▶ [WORK INSTRUCTIONS] Find the line with "If you could point out the man" in the data below. Repeat it and every line after it up to the end, exactly, but drop the pictures.

▶ [DATASET CONTENT]
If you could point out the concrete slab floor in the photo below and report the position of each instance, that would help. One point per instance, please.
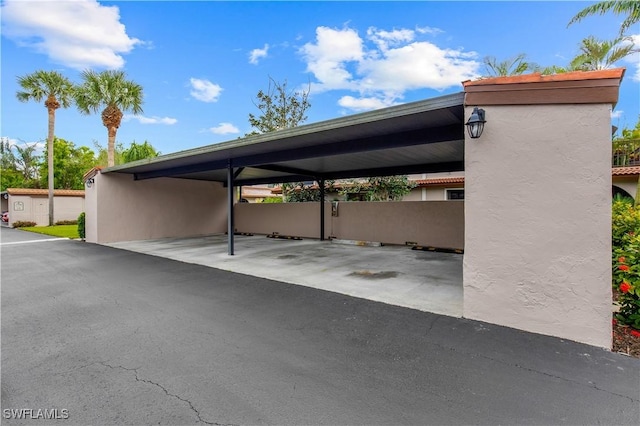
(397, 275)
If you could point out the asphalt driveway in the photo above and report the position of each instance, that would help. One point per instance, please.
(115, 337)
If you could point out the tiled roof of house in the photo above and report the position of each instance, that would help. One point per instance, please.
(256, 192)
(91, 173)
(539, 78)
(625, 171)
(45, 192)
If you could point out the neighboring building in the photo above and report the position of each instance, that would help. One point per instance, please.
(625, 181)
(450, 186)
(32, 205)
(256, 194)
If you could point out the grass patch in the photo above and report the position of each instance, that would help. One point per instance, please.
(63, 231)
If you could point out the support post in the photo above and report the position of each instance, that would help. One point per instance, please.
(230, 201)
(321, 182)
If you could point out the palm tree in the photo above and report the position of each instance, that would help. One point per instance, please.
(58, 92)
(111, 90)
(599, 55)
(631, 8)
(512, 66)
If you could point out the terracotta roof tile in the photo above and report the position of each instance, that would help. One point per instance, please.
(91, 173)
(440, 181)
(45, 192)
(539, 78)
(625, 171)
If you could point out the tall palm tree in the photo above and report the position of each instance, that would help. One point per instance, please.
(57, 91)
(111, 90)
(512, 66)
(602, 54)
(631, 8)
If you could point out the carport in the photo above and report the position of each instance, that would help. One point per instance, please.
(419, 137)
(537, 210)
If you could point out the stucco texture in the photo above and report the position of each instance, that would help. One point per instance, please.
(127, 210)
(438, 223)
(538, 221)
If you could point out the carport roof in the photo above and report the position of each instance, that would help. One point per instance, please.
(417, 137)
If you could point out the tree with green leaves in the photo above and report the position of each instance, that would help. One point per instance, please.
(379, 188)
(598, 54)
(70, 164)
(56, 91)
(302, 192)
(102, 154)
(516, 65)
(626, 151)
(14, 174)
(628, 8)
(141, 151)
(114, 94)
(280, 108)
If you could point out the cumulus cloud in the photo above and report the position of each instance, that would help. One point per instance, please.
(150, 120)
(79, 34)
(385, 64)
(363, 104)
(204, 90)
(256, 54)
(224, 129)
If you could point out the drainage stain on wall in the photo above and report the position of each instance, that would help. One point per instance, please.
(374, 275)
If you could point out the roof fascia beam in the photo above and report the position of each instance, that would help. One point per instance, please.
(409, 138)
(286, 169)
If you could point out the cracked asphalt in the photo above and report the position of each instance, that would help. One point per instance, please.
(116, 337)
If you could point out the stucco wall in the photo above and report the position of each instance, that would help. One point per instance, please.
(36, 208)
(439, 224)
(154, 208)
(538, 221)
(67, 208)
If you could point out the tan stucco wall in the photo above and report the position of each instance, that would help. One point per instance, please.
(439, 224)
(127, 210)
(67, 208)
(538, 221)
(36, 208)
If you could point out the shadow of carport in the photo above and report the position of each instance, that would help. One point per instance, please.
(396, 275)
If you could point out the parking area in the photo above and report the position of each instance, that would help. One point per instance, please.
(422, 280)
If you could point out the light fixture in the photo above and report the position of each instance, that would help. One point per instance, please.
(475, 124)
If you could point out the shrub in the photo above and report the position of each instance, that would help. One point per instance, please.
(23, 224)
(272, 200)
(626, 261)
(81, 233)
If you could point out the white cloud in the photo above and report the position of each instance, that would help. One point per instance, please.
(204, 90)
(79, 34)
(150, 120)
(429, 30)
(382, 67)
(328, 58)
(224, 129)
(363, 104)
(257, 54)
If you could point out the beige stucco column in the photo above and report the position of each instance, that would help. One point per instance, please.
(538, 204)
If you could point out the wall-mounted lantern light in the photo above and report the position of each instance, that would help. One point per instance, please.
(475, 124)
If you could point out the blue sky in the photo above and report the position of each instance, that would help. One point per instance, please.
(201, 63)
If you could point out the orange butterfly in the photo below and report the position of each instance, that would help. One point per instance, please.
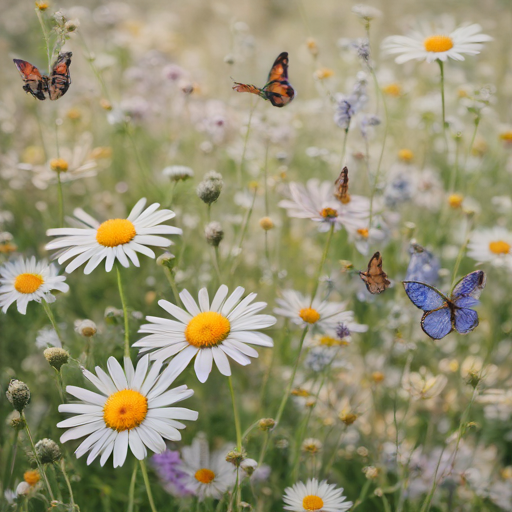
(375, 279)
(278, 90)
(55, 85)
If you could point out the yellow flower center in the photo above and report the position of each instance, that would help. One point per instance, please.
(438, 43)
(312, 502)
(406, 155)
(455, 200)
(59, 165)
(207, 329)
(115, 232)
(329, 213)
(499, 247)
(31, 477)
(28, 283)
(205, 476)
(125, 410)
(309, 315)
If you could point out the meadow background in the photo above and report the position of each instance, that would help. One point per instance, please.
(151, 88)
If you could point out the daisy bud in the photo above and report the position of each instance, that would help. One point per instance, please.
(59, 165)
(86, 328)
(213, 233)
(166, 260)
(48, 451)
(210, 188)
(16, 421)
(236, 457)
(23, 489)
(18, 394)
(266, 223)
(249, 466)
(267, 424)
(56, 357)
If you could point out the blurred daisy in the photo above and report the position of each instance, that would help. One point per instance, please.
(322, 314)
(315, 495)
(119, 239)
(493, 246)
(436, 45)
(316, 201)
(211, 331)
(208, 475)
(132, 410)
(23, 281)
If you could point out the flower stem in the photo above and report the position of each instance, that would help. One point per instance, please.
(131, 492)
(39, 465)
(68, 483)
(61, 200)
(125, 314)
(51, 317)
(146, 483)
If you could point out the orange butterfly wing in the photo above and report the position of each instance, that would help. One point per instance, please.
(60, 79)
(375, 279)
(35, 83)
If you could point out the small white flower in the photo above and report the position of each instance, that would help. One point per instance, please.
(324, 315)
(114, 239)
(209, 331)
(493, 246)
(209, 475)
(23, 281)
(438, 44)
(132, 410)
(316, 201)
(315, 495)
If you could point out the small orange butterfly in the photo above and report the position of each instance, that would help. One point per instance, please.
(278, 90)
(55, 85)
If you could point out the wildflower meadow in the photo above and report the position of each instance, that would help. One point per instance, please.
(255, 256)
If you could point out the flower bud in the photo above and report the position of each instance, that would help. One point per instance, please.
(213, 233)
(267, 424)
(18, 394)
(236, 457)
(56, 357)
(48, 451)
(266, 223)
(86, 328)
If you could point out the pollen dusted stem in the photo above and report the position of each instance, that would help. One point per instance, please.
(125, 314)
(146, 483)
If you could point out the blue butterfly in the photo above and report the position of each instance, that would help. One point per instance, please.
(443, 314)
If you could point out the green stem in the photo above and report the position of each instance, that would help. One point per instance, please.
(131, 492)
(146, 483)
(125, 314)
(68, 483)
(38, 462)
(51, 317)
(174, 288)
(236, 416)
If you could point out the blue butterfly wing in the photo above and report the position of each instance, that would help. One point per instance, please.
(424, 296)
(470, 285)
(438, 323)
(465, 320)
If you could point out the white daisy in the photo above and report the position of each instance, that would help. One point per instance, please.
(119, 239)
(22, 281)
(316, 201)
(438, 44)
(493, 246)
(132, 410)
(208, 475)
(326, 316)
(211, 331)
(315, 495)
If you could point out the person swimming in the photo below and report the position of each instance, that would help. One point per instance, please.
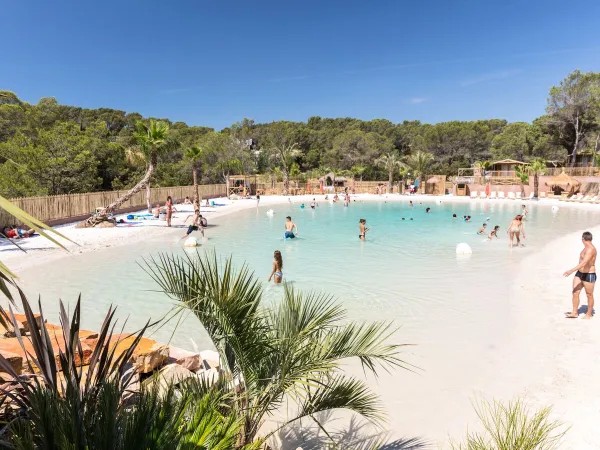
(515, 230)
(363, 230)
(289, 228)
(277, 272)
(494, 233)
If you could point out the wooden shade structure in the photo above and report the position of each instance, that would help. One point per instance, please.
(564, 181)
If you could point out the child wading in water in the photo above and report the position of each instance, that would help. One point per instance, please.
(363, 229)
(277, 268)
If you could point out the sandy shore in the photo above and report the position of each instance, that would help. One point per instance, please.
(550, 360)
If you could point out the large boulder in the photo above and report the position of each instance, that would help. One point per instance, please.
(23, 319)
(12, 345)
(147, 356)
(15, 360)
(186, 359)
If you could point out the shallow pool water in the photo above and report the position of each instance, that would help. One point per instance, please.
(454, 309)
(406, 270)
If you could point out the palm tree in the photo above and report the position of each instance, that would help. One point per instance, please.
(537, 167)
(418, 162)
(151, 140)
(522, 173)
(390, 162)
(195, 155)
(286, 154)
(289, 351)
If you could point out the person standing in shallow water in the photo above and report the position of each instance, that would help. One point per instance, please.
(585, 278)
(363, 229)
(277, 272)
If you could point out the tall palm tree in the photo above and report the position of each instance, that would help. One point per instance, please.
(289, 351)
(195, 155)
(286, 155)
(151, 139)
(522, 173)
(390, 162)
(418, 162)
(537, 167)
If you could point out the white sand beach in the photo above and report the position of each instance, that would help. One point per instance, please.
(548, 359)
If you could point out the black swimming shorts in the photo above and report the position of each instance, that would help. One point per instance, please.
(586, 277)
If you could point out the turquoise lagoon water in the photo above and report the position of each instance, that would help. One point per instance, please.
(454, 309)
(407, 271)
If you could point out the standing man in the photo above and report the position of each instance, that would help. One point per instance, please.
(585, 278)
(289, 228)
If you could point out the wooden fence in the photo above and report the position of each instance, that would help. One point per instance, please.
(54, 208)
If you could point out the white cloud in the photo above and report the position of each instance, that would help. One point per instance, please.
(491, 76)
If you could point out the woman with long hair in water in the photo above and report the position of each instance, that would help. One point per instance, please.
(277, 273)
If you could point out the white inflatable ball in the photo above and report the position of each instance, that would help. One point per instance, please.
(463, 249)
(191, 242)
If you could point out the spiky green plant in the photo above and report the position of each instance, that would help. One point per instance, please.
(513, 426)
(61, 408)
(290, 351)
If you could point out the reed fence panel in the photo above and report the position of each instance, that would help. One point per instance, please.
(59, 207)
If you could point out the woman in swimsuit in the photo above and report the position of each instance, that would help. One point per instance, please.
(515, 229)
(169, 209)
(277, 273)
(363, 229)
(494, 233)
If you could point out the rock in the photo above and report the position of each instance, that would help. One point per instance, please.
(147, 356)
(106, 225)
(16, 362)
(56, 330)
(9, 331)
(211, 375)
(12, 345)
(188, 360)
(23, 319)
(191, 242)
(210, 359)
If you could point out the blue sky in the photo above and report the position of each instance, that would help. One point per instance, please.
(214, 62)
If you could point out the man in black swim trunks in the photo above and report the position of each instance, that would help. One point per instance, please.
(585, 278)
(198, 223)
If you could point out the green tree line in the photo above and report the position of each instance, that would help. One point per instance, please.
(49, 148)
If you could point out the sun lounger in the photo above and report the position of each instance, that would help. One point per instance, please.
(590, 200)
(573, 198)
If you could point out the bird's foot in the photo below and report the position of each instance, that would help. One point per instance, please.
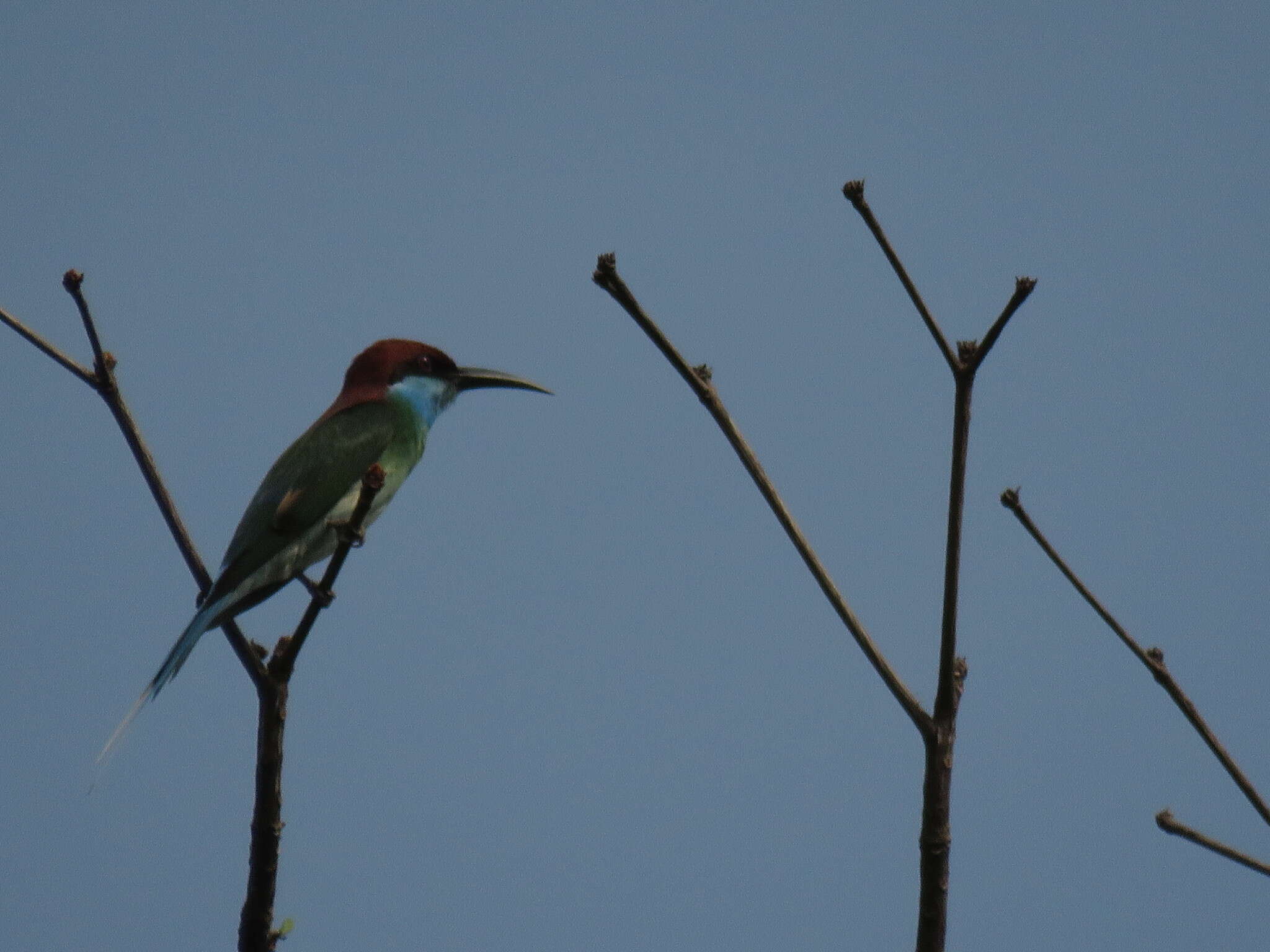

▶ [OUTPUT]
If you could point out the man in black swim trunks in the photo above and report the position of each instance, that would help. One point per instance, please.
(585, 278)
(198, 223)
If you could point out the green tree line in the photo above and report the position of each instance, that would help. One point per instance, please.
(49, 148)
If you could point out the sun lounger in the photo above and report the position of each instance, that would help. One point per instance, please.
(590, 200)
(573, 198)
If you could point out the bird's foot in the photo below and report the position of each instance, that would help. One point per instance, please.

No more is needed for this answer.